*Task to complete*: Word for word, retype every entry in the listing.

*Exercise data*:
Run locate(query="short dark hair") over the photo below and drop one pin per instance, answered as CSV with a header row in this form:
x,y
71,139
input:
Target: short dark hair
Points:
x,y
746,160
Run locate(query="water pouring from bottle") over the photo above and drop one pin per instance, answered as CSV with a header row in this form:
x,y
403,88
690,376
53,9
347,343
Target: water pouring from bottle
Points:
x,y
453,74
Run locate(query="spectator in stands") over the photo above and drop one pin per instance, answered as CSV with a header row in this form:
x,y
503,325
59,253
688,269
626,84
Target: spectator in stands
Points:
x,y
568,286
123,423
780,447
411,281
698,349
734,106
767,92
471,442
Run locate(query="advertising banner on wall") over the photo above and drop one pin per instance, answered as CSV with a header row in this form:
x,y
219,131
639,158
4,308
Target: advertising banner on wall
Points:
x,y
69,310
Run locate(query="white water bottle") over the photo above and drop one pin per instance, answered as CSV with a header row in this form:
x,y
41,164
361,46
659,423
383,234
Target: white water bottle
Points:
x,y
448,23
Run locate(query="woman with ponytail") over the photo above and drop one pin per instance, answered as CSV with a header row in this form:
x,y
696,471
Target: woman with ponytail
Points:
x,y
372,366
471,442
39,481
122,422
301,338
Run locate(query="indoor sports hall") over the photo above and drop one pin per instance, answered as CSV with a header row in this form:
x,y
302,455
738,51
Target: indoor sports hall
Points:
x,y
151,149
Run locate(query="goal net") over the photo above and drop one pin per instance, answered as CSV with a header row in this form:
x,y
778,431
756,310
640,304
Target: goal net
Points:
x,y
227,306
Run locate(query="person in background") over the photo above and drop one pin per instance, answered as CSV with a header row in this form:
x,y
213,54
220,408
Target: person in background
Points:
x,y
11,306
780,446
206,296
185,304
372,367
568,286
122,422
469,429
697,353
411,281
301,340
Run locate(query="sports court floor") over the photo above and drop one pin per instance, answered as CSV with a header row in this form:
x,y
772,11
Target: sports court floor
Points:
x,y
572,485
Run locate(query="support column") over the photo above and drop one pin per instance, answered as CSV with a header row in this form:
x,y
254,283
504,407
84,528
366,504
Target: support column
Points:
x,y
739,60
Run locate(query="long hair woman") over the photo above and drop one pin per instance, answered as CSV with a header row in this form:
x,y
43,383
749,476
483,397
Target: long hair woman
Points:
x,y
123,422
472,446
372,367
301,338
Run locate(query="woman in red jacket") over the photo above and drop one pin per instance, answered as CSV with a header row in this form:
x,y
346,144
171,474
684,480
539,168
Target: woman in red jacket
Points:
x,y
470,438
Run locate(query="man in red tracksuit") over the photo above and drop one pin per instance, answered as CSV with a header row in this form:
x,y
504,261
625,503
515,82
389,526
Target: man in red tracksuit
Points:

*Exercise solution*:
Run locate(query="short dark hair") over the photo below and drop one pin per instance, answered as CSV with a header row in this form:
x,y
71,139
input:
Target: short dark hair
Points:
x,y
746,160
Run locate(query="water pouring from bottle") over the photo above and drop one pin per instance, answered as CSV with a header row in this form:
x,y
403,88
690,376
53,9
347,343
Target: water pouring from bottle
Points:
x,y
453,74
Run locate(query="spectator in stands") over the photo above and drop one pin per instance, answered as CSV with a header row in this form:
x,y
503,325
59,253
688,269
626,84
Target: spectator in stands
Points:
x,y
568,286
123,423
780,447
411,281
698,349
734,106
767,92
471,442
Run locate(query="advertising banner on wall") over the photo above and drop one pin per instance, answered as CSV with a header row in this form:
x,y
219,131
639,158
4,308
Target: advertising banner on wall
Points:
x,y
69,310
Run locate(query="white water bottle") over the photo above and drop one pin per instance, answered as CSV with a header row in this form:
x,y
41,164
361,46
659,423
383,234
Target: white water bottle
Points:
x,y
448,23
Run locate(query="woman with ponytail") over the photo above and drop one pin per instance, answered as CSV with a header row in this form:
x,y
696,471
Target: woman with ponytail
Points:
x,y
372,366
471,442
39,481
122,422
301,338
Run locate(query="indoor sports hall") over the photo above and drop one pin per instance, answered as CSV with a header row in this form:
x,y
302,455
738,51
Target: indoor sports hall
Points:
x,y
151,149
Run locate(query="goal net") over the photo above and drop one pin per instance, answered as CSV with a header row in this form:
x,y
778,431
756,310
640,304
Target: goal net
Points:
x,y
227,306
Run locate(query="person in background") over the photo above and drop one pin per instance, answered as CSV with a header row in this form:
x,y
213,54
220,408
Target: person in background
Points:
x,y
11,306
780,446
206,296
185,304
372,367
568,286
122,422
469,429
697,353
411,281
301,340
Run locate(query="sports court floor") over the photo above and drop one pin per instance, answered as CSV with a header row in this form:
x,y
772,11
Target: sports court floor
Points:
x,y
572,485
Run locate(query="support column") over the photo above and drop one pin per instance, answered as CSV with a header row in this form:
x,y
254,283
504,407
84,528
366,504
Target: support column
Points:
x,y
739,60
Run locate(query="long hair woman") over the photo above and drop one pin per instance, answered as CSV with a header row in this form:
x,y
43,383
749,476
483,397
Target: long hair woman
Points:
x,y
123,422
472,446
372,367
301,338
Run locate(query="woman in red jacket") over the photo above and drop one pin per instance, answered as CSV with a header row in this form:
x,y
346,144
171,474
684,480
539,168
Target: woman in red jacket
Points:
x,y
470,438
Run locate(query="man in red tracksuit") over the photo above and drop one pin per instance, answered as CSV with a header row in this form:
x,y
504,261
625,503
515,82
389,526
Target: man in red tracksuit
Points:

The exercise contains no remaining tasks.